### EXCERPT PROVIDED:
Offline Install gpu-operator¶

AI platform comes with pre-installed driver images for the following three operating systems: Ubuntu 22.04, Ubuntu 20.04, and CentOS 7.9. The driver version is 535.104.12. Additionally, it includes the required Toolkit images for each operating system, so users no longer need to manually provide offline toolkit images.

This page demonstrates using AMD architecture with CentOS 7.9 (3.10.0-1160). If you need to deploy on Red Hat 8.4, refer to Uploading Red Hat gpu-operator Offline Image to the Bootstrap Node Repository and Building Offline Yum Source for Red Hat 8.4.

Prerequisites¶

The kernel version of the cluster nodes where the gpu-operator is to be deployed must be completely consistent. The distribution and GPU model of the nodes must fall within the scope specified in the GPU Support Matrix.
When installing the gpu-operator, select v23.9.0+2 or above.

Steps¶

To install the gpu-operator plugin for your cluster, follow these steps:

Log in to the platform and go to Container Management -> Clusters , check cluster eetails.
On the Helm Charts page, select All Repositories and search for gpu-operator .
Select gpu-operator and click Install .
Configure the installation parameters for gpu-operator based on the instructions below to complete the installation.

Configure parameters¶

systemOS : Select the operating system for the host. The current options are Ubuntu 22.04, Ubuntu 20.04, Centos 7.9, and other. Please choose the correct operating system.

Basic information¶

Name : Enter the plugin name
Namespace : Select the namespace for installing the plugin
Version: The version of the plugin. Here, we use version v23.9.0+2 as an example.
Failure Deletion: If the installation fails, it will delete the already installed associated resources. When enabled, Ready Wait will also be enabled by default.
Ready Wait: When enabled, the application will be marked as successfully installed only when all associated resources are in a ready state.
Detailed Logs: When enabled, detailed logs of the installation process will be recorded.

Advanced settings¶

Operator parameters¶

InitContainer.image : Configure the CUDA image, recommended default image: nvidia/cuda
InitContainer.repository : Repository where the CUDA image is located, defaults to nvcr.m.daocloud.io repository
InitContainer.version : Version of the CUDA image, please use the default parameter

Driver parameters¶

Driver.enable : Configure whether to deploy the NVIDIA driver on the node, default is enabled. If you have already deployed the NVIDIA driver on the node before using the gpu-operator, please disable this.

[Bounding box annotation entries]
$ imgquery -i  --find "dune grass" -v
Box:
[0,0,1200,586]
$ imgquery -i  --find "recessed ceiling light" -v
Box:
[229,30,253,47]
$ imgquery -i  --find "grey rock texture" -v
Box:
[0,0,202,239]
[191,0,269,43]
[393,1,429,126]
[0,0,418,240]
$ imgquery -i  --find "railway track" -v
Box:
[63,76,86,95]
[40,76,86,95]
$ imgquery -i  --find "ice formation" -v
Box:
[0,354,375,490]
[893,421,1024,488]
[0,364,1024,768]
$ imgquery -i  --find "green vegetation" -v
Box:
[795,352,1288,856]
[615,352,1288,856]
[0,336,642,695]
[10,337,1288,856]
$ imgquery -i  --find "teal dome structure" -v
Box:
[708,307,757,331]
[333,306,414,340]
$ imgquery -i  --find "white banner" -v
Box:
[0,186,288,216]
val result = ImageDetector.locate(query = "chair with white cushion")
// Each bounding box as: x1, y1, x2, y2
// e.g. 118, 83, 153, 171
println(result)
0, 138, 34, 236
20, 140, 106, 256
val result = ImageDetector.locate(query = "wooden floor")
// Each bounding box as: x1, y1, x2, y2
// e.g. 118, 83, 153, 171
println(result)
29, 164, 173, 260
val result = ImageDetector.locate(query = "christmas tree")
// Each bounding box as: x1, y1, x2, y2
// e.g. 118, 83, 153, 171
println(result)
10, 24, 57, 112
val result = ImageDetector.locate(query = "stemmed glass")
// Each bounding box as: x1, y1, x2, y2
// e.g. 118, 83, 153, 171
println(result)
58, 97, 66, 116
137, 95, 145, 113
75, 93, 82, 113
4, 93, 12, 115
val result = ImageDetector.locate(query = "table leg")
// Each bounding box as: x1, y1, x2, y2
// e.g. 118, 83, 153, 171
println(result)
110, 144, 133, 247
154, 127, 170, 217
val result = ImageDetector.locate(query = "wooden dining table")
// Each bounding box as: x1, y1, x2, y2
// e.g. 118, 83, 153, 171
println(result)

### WRITTEN INSTRUCTION A:
According to the offline gpu-operator install guide, what version are the pre-installed driver images?
### WRITTEN INSTRUCTION B:
Reproduce the stretch of the offline gpu-operator install guide from "Configure the installation" through "correct operating system.".
### WRITTEN INSTRUCTION C:
Pick up the offline gpu-operator install guide after its final line and keep writing it.

### EXERCISE ANSWER A:
535.104.12

### EXERCISE ANSWER B:
Configure the installation parameters for gpu-operator based on the instructions below to complete the installation.

Configure parameters¶

systemOS : Select the operating system for the host. The current options are Ubuntu 22.04, Ubuntu 20.04, Centos 7.9, and other. Please choose the correct operating system.

### EXERCISE ANSWER C:
Driver.image : Configure the GPU driver image, recommended default image: nvidia/driver .
Driver.repository : Repository where the GPU driver image is located, default is nvidia's nvcr.io repository.
Driver.usePrecompiled : Enable the precompiled mode to install the driver.
Driver.version : Version of the GPU driver image, use default parameters for offline deployment. Configuration is only required for online installation. Different versions of the Driver image exist for different types of operating systems. For more details, refer to Nvidia GPU Driver Versions. Examples of Driver Version for different operating systems are as follows:
Note

When using the built-in operating system version, there is no need to modify the image version. For other operating system versions, refer to Uploading Images to the Bootstrap Node Repository. note that there is no need to include the operating system name such as Ubuntu, CentOS, or Red Hat in the version number. If the official image contains an operating system suffix, please manually remove it.
- For Red Hat systems, for example, 525.105.17
- For Ubuntu systems, for example, 535-5.15.0-1043-nvidia
- For CentOS systems, for example, 525.147.05
Driver.RepoConfig.ConfigMapName : Used to record the name of the offline yum repository configuration file for the gpu-operator. When using the pre-packaged offline bundle, refer to the following documents for different types of operating systems.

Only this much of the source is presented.